Consegna - Scrivi il seguito del brano su produzione industriale, commercio e servizi, riprendendo subito dopo la sua ultima frase.

Segmento del documento -
________________

Tuttavia i dati concreti dimostrano anche che, nonostante i buoni risultati messi in rilievo in precedenza, la produzione industriale dell’anno in corso è calata del 2,45% rispetto allo stesso periodo del 2022.
Alcuni commentatori vedono una staffetta in atto fra la manifattura in calo e i servizi privati in crescita. Sempre leggendo i dati, la somma del valore aggiunto dell’insieme del commercio e del così detto HoReCa (Hotels-Restaurants-Catering) è stabile dalla scorsa estate nella speranza che, per effetto soprattutto del turismo, sia positiva anche per l’estate in corso, pur nutrendo serie preoccupazioni per il settore commerciale che risente pesantemente del calo dei consumi, dovuto al forte differenziale fra la diminuzione del potere d’acquisto dei salari rispetto alla crescita dei prezzi.

________________

Voci archiviate del dataset -
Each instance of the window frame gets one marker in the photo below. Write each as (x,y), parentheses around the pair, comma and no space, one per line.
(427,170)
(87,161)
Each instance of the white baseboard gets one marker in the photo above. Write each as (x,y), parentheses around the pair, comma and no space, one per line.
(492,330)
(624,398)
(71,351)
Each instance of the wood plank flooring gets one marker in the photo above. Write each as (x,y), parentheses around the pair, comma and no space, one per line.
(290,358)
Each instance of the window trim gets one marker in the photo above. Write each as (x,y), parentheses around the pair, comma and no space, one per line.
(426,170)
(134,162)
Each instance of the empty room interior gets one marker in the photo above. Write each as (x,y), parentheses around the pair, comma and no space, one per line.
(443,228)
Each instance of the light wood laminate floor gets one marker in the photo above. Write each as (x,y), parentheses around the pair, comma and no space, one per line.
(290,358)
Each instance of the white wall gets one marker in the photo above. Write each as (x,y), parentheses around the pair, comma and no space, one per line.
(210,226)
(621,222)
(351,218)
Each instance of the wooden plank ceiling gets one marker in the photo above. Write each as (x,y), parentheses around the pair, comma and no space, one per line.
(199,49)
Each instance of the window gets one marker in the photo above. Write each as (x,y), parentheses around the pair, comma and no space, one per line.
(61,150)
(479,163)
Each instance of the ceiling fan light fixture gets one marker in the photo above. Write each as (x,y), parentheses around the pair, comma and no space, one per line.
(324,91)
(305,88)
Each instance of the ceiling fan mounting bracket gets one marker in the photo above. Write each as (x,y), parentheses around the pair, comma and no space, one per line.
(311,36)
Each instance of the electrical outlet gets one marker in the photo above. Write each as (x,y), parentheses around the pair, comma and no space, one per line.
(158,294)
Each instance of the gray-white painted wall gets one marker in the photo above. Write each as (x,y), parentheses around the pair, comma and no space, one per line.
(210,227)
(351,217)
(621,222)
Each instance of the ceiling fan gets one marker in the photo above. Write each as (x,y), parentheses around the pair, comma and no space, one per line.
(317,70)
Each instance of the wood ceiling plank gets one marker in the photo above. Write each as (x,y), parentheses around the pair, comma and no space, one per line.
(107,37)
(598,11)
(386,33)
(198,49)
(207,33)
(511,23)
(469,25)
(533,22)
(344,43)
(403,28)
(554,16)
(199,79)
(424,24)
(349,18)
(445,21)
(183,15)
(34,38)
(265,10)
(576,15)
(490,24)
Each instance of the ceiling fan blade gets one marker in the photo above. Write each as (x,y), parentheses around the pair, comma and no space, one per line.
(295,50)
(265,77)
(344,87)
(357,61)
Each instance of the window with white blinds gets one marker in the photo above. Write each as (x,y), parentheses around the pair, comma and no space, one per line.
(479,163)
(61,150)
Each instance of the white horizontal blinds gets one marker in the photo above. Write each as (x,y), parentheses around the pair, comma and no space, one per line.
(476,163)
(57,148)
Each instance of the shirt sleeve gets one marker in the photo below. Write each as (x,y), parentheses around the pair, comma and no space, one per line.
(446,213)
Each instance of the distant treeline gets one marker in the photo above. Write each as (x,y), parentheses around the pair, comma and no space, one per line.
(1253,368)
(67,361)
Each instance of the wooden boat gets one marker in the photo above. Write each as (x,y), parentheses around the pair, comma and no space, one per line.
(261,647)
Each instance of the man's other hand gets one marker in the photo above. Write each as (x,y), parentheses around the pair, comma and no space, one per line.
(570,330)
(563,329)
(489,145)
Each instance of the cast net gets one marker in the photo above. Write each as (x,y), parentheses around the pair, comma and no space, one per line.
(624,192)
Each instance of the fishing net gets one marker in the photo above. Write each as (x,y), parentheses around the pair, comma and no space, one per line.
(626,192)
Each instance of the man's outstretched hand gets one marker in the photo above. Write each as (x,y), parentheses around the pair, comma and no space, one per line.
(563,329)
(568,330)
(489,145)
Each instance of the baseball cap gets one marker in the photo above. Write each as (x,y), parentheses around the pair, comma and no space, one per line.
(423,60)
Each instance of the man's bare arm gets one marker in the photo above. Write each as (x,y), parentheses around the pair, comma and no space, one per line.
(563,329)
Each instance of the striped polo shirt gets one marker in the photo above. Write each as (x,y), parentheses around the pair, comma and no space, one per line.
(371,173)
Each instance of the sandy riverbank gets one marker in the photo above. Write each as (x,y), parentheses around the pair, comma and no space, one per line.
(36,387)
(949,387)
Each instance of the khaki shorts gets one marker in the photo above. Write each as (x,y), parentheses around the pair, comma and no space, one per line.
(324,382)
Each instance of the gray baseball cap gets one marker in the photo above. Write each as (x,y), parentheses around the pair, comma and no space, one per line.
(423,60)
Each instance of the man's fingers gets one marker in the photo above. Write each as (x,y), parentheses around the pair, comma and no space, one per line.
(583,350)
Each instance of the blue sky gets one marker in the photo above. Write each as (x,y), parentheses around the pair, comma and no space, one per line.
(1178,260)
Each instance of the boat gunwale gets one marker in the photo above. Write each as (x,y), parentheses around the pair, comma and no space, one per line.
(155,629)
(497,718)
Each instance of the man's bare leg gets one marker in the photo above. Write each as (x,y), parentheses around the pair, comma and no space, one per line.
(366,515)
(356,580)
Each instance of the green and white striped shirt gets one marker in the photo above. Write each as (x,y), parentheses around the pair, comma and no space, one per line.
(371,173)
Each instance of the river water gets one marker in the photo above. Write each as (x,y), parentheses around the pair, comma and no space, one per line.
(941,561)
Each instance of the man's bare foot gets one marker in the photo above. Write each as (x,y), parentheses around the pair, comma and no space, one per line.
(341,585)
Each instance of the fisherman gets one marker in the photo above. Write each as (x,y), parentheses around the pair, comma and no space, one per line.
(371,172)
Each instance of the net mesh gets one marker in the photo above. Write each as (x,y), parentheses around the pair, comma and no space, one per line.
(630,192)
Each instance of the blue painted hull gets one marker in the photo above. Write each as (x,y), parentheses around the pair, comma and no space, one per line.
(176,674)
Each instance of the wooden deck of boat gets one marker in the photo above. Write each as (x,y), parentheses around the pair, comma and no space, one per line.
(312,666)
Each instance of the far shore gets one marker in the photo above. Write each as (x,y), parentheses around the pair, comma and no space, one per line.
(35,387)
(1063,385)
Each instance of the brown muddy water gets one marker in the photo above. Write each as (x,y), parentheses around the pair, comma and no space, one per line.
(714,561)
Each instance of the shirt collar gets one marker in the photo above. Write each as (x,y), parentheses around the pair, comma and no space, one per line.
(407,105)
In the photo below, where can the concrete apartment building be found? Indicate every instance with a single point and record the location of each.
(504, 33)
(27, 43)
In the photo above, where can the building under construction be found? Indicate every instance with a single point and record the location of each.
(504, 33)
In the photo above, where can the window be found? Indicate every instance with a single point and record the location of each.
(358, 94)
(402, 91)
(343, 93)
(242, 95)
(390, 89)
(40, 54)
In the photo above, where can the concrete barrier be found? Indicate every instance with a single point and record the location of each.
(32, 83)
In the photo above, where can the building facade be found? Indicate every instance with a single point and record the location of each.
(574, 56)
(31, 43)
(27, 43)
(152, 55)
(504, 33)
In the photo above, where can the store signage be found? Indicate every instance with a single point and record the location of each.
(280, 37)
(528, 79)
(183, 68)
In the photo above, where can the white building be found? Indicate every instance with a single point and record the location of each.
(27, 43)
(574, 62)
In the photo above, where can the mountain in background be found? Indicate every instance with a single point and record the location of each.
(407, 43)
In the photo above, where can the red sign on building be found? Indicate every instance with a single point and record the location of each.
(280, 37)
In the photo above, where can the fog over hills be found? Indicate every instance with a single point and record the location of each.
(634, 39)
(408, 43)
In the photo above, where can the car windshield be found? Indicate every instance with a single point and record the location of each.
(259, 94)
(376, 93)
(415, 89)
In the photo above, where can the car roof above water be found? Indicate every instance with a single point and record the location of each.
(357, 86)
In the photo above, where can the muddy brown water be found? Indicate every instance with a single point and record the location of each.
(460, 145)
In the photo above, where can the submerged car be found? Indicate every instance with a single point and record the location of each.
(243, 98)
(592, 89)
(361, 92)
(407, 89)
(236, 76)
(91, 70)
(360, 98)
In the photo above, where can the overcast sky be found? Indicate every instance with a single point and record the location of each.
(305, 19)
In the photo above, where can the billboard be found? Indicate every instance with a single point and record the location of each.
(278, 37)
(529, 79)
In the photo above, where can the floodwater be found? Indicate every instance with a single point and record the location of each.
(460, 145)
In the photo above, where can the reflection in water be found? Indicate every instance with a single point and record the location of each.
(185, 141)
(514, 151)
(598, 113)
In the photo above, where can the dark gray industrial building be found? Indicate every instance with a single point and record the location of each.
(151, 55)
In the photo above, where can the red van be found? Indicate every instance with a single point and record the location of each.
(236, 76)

________________

Soluzione -
Se si esamina l’andamento complessivo dei servizi, si deve però concludere che l’aspetto positivo si deve attribuire soprattutto al settore immobiliare, in conseguenza della sua grande influenza sulle attività professionali, tecniche e amministrative a supporto dell’edilizia.
D’altra parte sono proprio gli investimenti in costruzioni che hanno trascinato e tuttora, anche se in progressivo calo, stanno trascinando la crescita. Il boom delle costruzioni in Italia non ha confronti rispetto agli altri paesi. Si tratta di un’esplosione da mettere in relazione con i numerosi e poderosi incentivi pubblici dedicati all’edilizia. Si noti che nel bilancio di competenza degli anni 2021 e 2022 è stata dedicata ai vari incentivi immobiliari l’ imponente somma di 82 miliardi di Euro.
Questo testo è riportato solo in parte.